What is being asked: Below are records with pictures. Transcribe exactly, and only, the lines from the line with "search: leaf tip" to the line with "search: leaf cluster", both ends included, but not the pictures.

(Stored items from a collection)
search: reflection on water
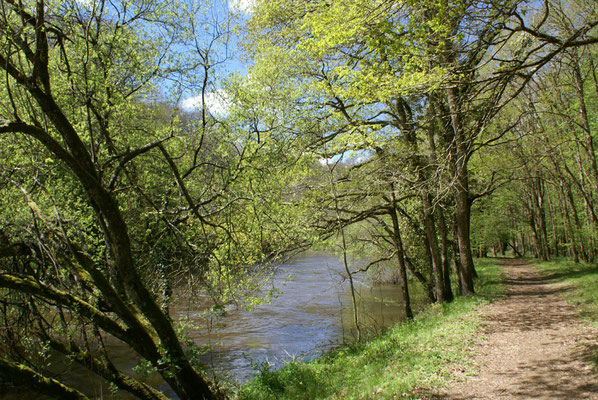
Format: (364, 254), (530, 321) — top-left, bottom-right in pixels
(173, 252), (413, 385)
(0, 252), (420, 399)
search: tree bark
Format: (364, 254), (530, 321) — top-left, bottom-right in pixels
(446, 85), (475, 295)
(389, 188), (414, 319)
(0, 358), (88, 400)
(436, 207), (454, 301)
(422, 194), (447, 302)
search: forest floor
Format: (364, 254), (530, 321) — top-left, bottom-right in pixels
(434, 258), (598, 399)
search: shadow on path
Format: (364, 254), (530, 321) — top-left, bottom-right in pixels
(433, 259), (598, 399)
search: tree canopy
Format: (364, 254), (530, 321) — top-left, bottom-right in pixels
(0, 0), (598, 398)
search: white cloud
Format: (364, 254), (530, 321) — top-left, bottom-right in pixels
(318, 154), (342, 166)
(229, 0), (254, 14)
(179, 90), (231, 116)
(318, 151), (370, 166)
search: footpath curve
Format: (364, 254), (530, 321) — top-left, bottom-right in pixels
(436, 258), (598, 399)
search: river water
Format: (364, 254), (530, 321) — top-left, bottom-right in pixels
(0, 252), (418, 399)
(178, 252), (412, 383)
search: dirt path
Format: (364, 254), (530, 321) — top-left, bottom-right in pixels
(436, 259), (598, 399)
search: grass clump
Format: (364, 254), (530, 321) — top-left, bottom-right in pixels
(237, 260), (505, 400)
(534, 258), (598, 323)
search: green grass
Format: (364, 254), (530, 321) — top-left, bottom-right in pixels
(533, 258), (598, 323)
(236, 260), (505, 400)
(533, 258), (598, 369)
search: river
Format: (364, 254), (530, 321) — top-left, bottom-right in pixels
(176, 251), (415, 384)
(0, 252), (423, 399)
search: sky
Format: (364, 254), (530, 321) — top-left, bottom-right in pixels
(179, 89), (232, 115)
(177, 0), (254, 114)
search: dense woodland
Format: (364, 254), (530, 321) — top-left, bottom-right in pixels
(0, 0), (597, 398)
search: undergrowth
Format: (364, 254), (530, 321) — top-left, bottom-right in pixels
(236, 259), (505, 400)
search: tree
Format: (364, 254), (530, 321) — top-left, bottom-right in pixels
(0, 0), (310, 398)
(246, 0), (598, 293)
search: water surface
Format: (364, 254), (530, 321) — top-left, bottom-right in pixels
(0, 252), (417, 398)
(177, 252), (412, 384)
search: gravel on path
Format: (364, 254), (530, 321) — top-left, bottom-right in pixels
(435, 258), (598, 399)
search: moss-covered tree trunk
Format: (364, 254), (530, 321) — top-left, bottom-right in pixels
(0, 1), (217, 398)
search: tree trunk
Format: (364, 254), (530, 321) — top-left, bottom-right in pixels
(565, 181), (588, 262)
(455, 177), (475, 294)
(446, 85), (475, 295)
(528, 202), (542, 259)
(452, 217), (464, 296)
(426, 116), (453, 301)
(436, 207), (454, 301)
(389, 190), (414, 319)
(0, 358), (88, 400)
(546, 190), (560, 257)
(557, 184), (579, 263)
(422, 195), (448, 302)
(534, 177), (551, 261)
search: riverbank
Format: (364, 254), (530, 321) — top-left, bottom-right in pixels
(236, 259), (505, 400)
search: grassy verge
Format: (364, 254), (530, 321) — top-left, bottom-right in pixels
(236, 259), (505, 400)
(533, 258), (598, 369)
(533, 258), (598, 323)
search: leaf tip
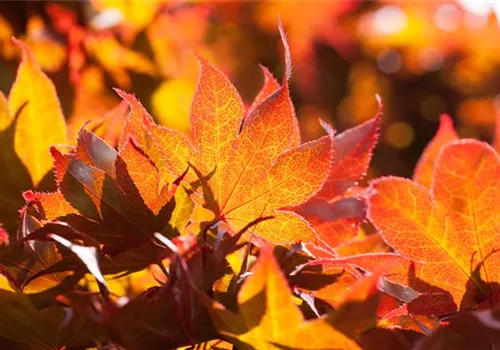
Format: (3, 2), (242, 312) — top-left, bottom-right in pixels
(277, 15), (292, 81)
(22, 190), (38, 203)
(11, 37), (35, 63)
(437, 114), (456, 135)
(319, 119), (335, 137)
(113, 88), (131, 100)
(374, 94), (384, 120)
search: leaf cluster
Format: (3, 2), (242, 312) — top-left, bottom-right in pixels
(1, 21), (500, 350)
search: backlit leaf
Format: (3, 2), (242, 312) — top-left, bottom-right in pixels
(413, 114), (458, 188)
(207, 251), (360, 349)
(9, 38), (67, 187)
(368, 140), (500, 314)
(136, 23), (332, 244)
(22, 125), (191, 276)
(294, 102), (381, 249)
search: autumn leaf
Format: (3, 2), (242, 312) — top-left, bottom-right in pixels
(413, 114), (458, 188)
(293, 101), (381, 249)
(184, 25), (327, 244)
(9, 38), (67, 187)
(21, 126), (192, 277)
(0, 38), (67, 232)
(102, 236), (218, 349)
(115, 22), (333, 245)
(368, 139), (500, 315)
(207, 250), (360, 349)
(0, 39), (70, 291)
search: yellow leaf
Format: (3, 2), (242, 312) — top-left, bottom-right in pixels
(9, 39), (67, 186)
(208, 251), (360, 349)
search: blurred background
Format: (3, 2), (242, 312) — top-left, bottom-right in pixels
(1, 0), (500, 179)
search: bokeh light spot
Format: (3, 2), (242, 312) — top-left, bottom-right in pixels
(377, 49), (401, 74)
(385, 121), (415, 149)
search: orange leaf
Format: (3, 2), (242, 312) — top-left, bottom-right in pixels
(293, 102), (381, 249)
(207, 251), (360, 349)
(316, 107), (381, 200)
(413, 114), (458, 188)
(368, 140), (500, 314)
(117, 89), (192, 184)
(116, 137), (170, 215)
(189, 57), (245, 175)
(138, 23), (331, 244)
(247, 65), (280, 115)
(23, 190), (78, 221)
(9, 38), (67, 187)
(25, 126), (186, 259)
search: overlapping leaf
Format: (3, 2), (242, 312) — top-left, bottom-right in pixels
(0, 39), (67, 235)
(0, 39), (72, 292)
(368, 140), (500, 315)
(207, 251), (361, 349)
(102, 232), (233, 349)
(116, 23), (333, 245)
(413, 114), (458, 188)
(293, 105), (381, 249)
(9, 38), (67, 188)
(22, 127), (192, 277)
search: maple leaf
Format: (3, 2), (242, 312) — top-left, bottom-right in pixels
(102, 227), (248, 349)
(367, 139), (500, 315)
(293, 103), (381, 249)
(413, 114), (458, 188)
(9, 38), (68, 187)
(0, 39), (67, 235)
(116, 22), (332, 245)
(21, 127), (192, 277)
(0, 39), (71, 292)
(207, 250), (361, 349)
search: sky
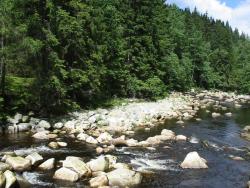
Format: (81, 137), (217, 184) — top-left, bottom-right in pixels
(167, 0), (250, 35)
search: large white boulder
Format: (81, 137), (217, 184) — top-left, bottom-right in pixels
(63, 157), (91, 177)
(161, 129), (175, 139)
(97, 132), (113, 144)
(87, 156), (109, 172)
(180, 151), (208, 169)
(5, 156), (31, 172)
(107, 168), (142, 187)
(89, 175), (108, 188)
(38, 158), (55, 170)
(4, 170), (16, 188)
(53, 167), (79, 182)
(25, 152), (43, 166)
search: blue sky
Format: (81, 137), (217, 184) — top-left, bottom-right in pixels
(167, 0), (250, 35)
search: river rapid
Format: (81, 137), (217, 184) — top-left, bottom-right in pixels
(0, 105), (250, 188)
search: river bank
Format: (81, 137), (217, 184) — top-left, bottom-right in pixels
(1, 90), (250, 188)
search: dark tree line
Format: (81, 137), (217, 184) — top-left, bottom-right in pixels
(0, 0), (250, 118)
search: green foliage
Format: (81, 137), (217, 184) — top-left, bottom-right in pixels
(0, 0), (250, 116)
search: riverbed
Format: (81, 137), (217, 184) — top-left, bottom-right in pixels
(1, 104), (250, 187)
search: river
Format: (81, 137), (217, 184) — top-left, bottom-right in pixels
(0, 105), (250, 188)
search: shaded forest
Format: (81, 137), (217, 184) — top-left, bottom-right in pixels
(0, 0), (250, 119)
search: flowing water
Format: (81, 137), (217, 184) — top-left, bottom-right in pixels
(1, 106), (250, 188)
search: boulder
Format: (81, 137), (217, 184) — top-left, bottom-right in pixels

Exercise result:
search: leaf tip
Format: (3, 2), (242, 312) — top-left, bottom-right in pixels
(277, 15), (292, 81)
(22, 190), (38, 203)
(11, 37), (35, 63)
(437, 114), (456, 135)
(319, 119), (335, 137)
(113, 88), (131, 100)
(374, 94), (384, 120)
search: leaf cluster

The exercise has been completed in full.